# What is the need for prediction filter in PCM and DPCM?

The DPCM works by the difference between actual samples and predicted samples.

If we already have the actual samples, we can quantize it and encode it later.

• But why we use prediction filter?
• And by the definition "predicts the present samples with previous samples" how does the filter do that?

The DPCM works by the difference between actual samples and predicted samples.

If we already have the actual samples, we can quantize it and encode it later.

• But why we use prediction filter?

the idea is to transmit the D (or $e[n]$) and let the receiver add that to the previous PCM sample it has (or can predict from the previous PCM samples using the same predictor). and the reason was that, if the prediction was good, then $e[n]$ would be small and a smaller word width was needed.

• And by the definition "predicts the present samples with previous samples" how does the filter do that?

the idea is that a good prediction of $x[n]$ is a linear combination of $x[n-1]$, $x[n-2]$, $x[n-3]$, $x[n-4]$... $x[n-N]$. so some guys in the sixties just suggested that the prediction is:

$$\hat{x}[n] \triangleq a_1\, x[n-1] \ + \ a_2\, x[n-2] \ + \ a_3\, x[n-3] \ + ... + \ a_N\, x[n-N]$$

the prediction error is

$$e[n] \triangleq \hat{x}[n] - x[n]$$

and this $e[n]$ is what is transmitted and the next PCM sample can be constructed from the previous PCM samples and the error as

\begin{align} x[n] &= \hat{x}[n] \ - \ e[n] \\ &= a_1\, x[n-1] \ + \ a_2\, x[n-2] \ + \ a_3\, x[n-3] \ + ... + \ a_N\, x[n-N] \ - \ e[n] \end{align}

you can see that the prediction is a linear FIR filter and that the reconstruction has feedback and is a linear IIR filter (that happens to have all of the zeros at the origin, sometimes called an "all-pole filter" which is slightly imprecise).

then the idea is to, with knowledge of the statistical spectral characteristics of $x[n]$, namely its autocorrelation, find the values of $a_1$, $a_2$, $a_3$, ... such that the prediction is the best, that is such that $|e[n]|^2$ is minimized in a statistical manner. this is what linear predictive coding (LPC) is at the most fundamental. smaller $e[n]$ means that the word width needed for that signal is smaller and that the number of bits you need to send $e[n]$ over a transmission channel is less. and, it means you can add Shannon and Huffman to the mix and send even fewer bits over the channel. that is one way to do lossless coding.

Information provided:
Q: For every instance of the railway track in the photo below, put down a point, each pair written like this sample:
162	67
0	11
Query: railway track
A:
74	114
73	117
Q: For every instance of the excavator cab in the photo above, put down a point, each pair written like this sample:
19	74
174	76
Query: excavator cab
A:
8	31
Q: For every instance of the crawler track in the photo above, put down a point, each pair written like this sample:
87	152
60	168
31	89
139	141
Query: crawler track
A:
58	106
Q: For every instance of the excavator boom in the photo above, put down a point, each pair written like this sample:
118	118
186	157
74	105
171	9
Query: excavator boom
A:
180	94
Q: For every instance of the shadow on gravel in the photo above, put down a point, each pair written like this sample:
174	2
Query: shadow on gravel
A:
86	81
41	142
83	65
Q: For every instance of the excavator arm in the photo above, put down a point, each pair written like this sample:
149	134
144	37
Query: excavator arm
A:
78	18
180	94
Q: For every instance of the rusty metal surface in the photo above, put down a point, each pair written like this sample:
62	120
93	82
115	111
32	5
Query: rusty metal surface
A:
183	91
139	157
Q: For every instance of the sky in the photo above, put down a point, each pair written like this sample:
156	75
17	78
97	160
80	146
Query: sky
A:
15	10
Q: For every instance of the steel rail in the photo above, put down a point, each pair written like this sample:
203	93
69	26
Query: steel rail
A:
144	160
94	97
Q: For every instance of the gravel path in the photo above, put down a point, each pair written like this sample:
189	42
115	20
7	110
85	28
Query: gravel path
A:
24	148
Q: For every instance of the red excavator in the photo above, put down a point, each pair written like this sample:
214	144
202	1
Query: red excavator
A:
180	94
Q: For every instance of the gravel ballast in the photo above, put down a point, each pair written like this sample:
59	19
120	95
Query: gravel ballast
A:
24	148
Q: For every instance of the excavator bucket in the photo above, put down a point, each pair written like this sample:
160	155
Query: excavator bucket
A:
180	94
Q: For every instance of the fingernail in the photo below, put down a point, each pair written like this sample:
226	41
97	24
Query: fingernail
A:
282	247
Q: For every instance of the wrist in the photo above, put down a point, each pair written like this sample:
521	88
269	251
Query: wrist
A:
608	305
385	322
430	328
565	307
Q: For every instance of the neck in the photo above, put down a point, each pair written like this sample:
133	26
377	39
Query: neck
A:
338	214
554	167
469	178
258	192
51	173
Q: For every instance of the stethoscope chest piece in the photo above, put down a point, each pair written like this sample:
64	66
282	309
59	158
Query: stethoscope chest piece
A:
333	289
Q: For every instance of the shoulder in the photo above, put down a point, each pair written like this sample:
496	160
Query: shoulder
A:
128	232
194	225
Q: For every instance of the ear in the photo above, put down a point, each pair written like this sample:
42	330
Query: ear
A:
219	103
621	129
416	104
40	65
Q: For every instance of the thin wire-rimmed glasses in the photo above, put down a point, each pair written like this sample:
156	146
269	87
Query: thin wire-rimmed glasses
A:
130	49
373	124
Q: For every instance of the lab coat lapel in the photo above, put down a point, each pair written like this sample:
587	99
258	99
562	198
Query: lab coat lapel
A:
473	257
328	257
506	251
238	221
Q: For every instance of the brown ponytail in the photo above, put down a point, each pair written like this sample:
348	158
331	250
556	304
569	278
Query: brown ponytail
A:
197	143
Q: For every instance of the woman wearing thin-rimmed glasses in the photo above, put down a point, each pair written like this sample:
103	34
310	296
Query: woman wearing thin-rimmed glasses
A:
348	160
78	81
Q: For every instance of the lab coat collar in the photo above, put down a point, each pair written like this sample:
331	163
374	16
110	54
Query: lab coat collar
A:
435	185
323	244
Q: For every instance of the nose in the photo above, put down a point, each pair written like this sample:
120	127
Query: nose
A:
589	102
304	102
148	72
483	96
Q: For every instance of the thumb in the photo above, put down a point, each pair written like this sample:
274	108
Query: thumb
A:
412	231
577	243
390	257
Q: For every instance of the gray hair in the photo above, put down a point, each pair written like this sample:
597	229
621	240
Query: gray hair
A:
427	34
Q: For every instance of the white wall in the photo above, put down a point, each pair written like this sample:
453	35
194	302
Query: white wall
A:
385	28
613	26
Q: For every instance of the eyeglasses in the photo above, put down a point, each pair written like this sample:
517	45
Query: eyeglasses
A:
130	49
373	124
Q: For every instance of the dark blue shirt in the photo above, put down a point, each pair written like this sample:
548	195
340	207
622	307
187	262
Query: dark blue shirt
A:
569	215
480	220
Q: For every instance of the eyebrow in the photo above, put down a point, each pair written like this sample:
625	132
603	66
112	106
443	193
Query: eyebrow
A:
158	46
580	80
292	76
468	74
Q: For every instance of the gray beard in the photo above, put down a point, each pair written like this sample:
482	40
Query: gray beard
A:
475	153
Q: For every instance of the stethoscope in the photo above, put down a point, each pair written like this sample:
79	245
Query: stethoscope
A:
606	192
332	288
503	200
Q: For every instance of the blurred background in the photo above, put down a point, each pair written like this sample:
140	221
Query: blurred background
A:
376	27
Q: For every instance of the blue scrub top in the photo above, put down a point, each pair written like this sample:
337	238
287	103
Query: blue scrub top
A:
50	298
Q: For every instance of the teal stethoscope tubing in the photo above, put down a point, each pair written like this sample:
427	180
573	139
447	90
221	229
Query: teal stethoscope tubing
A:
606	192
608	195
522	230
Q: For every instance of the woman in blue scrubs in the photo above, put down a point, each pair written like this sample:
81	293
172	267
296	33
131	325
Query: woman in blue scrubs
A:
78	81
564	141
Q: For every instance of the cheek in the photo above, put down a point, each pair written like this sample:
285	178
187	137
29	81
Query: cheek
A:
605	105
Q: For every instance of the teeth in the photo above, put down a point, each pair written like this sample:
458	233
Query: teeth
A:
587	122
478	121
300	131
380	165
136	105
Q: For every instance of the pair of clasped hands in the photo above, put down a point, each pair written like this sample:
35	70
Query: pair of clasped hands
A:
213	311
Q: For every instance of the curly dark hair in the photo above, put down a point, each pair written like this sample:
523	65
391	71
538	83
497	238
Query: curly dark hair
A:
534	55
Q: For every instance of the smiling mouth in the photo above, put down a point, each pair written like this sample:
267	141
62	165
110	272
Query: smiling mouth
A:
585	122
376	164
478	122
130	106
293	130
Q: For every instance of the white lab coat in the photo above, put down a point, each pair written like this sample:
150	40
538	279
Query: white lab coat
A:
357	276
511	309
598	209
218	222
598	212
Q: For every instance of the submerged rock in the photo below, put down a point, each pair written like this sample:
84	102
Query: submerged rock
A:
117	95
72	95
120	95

Instruction: Transcribe everything from "the prediction error" down to "is slightly imprecise)." in the text on DPCM prediction filters, keeping every word unchanged. The lines above are not needed here.

Exercise answer:
the prediction error is

$$e[n] \triangleq \hat{x}[n] - x[n]$$

and this $e[n]$ is what is transmitted and the next PCM sample can be constructed from the previous PCM samples and the error as

\begin{align} x[n] &= \hat{x}[n] \ - \ e[n] \\ &= a_1\, x[n-1] \ + \ a_2\, x[n-2] \ + \ a_3\, x[n-3] \ + ... + \ a_N\, x[n-N] \ - \ e[n] \end{align}

you can see that the prediction is a linear FIR filter and that the reconstruction has feedback and is a linear IIR filter (that happens to have all of the zeros at the origin, sometimes called an "all-pole filter" which is slightly imprecise).